*What the task asks*. Write each line out exactly, leaving none out.

Saved entries

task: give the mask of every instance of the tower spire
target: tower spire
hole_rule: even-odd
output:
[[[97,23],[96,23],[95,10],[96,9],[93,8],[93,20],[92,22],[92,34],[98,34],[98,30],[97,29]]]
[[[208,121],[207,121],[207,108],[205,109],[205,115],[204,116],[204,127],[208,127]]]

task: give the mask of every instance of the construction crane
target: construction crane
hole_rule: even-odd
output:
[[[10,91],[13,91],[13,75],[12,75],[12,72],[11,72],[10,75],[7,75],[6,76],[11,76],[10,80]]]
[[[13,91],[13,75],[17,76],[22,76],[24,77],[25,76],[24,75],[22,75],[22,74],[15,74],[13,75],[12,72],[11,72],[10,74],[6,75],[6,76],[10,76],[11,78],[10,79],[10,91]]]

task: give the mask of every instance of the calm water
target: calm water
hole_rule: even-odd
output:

*Response below*.
task: give the mask of every instance of the tower spire
target: tower spire
hole_rule: even-odd
output:
[[[97,23],[96,23],[95,10],[96,9],[93,8],[93,20],[92,22],[92,34],[98,34],[98,30],[97,29]]]
[[[208,121],[207,121],[207,108],[205,109],[205,115],[204,116],[204,127],[208,127]]]

task: give the mask of every instance of the construction crane
target: construction crane
hole_rule: even-odd
output:
[[[10,91],[13,91],[13,75],[12,75],[12,72],[11,72],[10,75],[7,75],[6,76],[11,76],[10,80]]]
[[[13,91],[13,75],[17,76],[22,76],[24,77],[25,76],[24,75],[22,75],[22,74],[15,74],[13,75],[12,72],[11,72],[10,74],[6,75],[6,76],[10,76],[11,78],[10,79],[10,91]]]

task: give the mask of every instance of the calm water
target: calm water
hole_rule: even-odd
output:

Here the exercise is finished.